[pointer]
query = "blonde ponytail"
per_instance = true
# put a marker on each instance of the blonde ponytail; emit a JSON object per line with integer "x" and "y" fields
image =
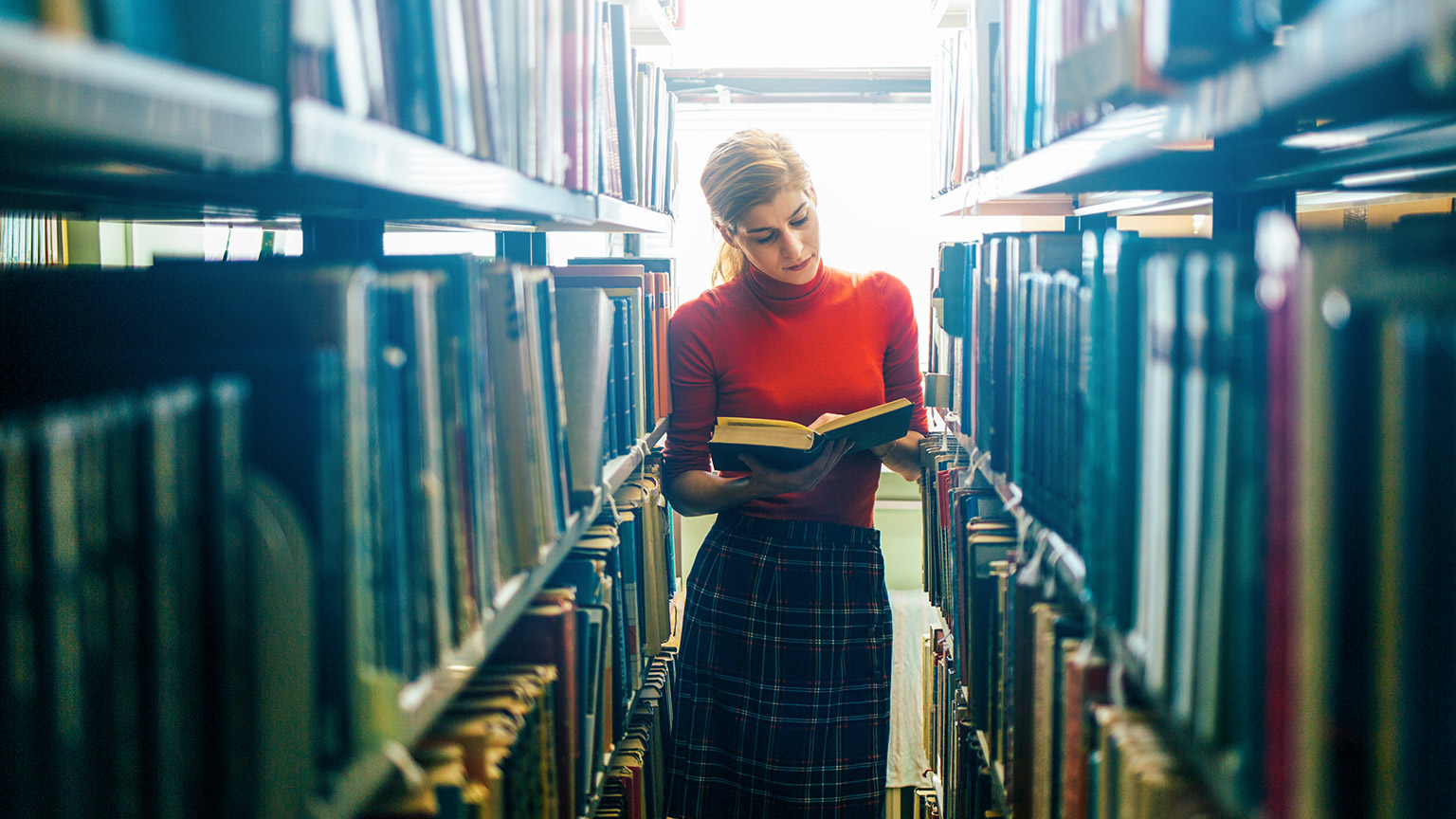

- **What is being asked**:
Place every line of the records above into a Markdown table with the columns "No." and "Text", one line per row, numbered in order and omitting blank lines. Leave the pictures out of the table.

- **Response**:
| No. | Text |
|---|---|
| 1 | [pointer] |
| 2 | query = "blonde ponytail" |
| 3 | per_instance = true |
| 4 | # put a marker on each instance of the blonde ponytail; emit a JSON object per line with integer "x" and "y" fields |
| 5 | image = |